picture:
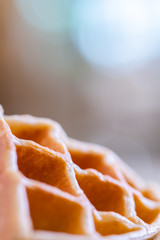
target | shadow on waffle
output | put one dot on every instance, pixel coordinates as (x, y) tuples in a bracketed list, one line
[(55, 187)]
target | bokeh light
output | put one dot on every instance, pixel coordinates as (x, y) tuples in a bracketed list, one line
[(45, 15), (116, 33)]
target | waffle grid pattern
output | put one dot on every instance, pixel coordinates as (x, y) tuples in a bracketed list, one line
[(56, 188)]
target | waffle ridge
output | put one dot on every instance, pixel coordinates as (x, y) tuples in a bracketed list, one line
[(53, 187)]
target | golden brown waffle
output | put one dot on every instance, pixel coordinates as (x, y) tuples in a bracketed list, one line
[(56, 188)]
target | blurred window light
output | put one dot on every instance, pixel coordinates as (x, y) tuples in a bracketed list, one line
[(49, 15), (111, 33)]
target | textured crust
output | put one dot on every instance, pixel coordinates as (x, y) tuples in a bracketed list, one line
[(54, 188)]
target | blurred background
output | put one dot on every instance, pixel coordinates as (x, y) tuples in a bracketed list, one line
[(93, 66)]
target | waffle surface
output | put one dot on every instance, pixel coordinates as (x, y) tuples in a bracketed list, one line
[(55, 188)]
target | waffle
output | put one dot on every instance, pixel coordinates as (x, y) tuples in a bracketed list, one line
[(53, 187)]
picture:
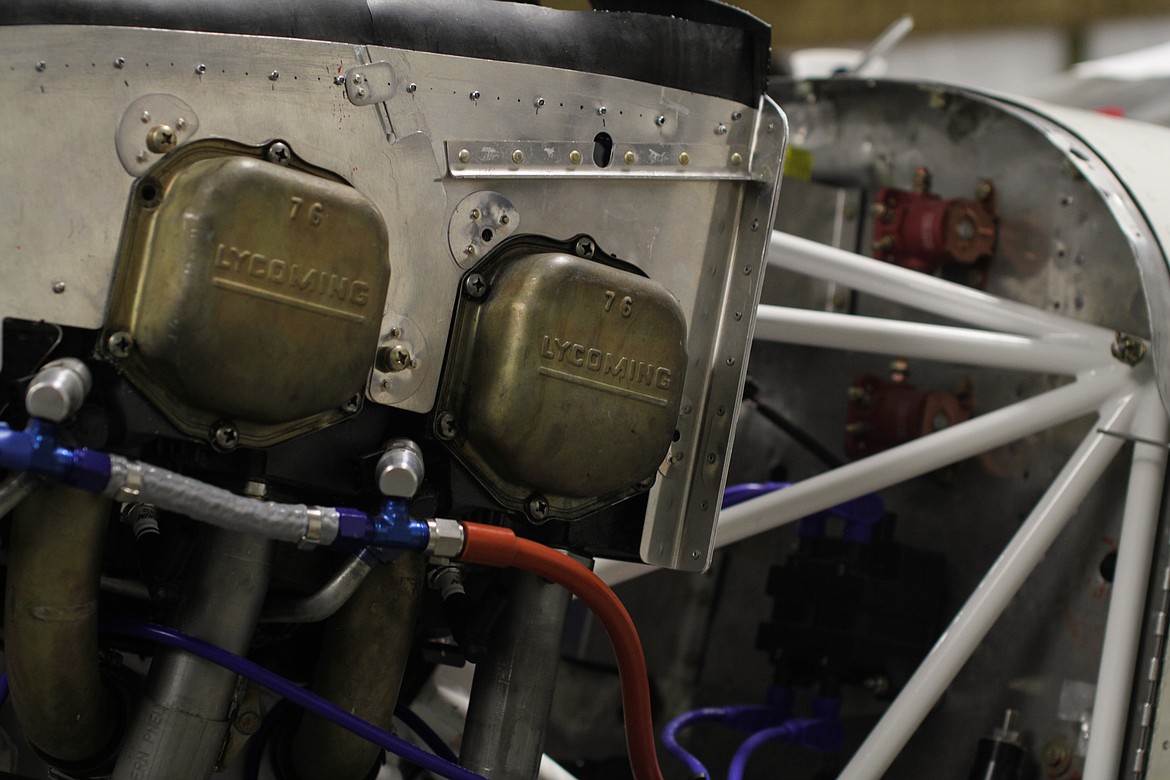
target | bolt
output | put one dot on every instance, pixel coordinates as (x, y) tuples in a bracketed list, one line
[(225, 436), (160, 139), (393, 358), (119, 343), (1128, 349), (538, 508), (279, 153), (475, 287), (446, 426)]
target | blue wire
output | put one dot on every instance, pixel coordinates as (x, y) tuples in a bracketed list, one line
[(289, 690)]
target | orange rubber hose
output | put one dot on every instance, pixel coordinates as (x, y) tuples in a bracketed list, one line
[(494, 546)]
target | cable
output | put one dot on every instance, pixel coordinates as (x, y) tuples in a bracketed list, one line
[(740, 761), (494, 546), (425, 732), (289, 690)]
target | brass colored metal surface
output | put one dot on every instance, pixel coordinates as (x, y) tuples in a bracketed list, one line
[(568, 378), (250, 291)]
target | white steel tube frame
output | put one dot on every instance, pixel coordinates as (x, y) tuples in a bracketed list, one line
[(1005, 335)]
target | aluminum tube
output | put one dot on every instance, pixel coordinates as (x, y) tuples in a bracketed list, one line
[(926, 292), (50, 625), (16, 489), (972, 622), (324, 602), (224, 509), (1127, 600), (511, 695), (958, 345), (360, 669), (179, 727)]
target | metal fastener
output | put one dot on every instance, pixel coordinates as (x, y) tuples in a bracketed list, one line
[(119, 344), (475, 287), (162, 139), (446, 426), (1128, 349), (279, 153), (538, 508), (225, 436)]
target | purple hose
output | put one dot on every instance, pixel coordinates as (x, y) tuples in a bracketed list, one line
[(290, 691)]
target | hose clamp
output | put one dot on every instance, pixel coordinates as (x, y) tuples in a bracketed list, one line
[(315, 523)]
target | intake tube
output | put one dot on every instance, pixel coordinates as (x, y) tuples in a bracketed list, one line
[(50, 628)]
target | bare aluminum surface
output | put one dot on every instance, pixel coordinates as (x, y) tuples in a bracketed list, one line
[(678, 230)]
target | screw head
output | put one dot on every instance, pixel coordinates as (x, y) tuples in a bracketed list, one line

========================================

> WORK INSTRUCTION: Copy exactly the lines from the first line of the records above through the line with "target | waffle ridge", both included, and nothing else. Pictures stay out.

> RESULT OF THE EXERCISE:
picture:
target | shadow on waffle
output | put one dot on every instance, pixel coordinates as (x, y) tuples in a bracketed list, one line
[(55, 187)]
target | bokeh light
output | put one dot on every instance, pixel coordinates as (x, y) tuples in a bracketed list, one line
[(45, 15), (116, 33)]
target | waffle grid pattern
output | put one dot on every instance, pixel coordinates as (x, y) tuples in a bracketed list, one line
[(56, 188)]
target | waffle ridge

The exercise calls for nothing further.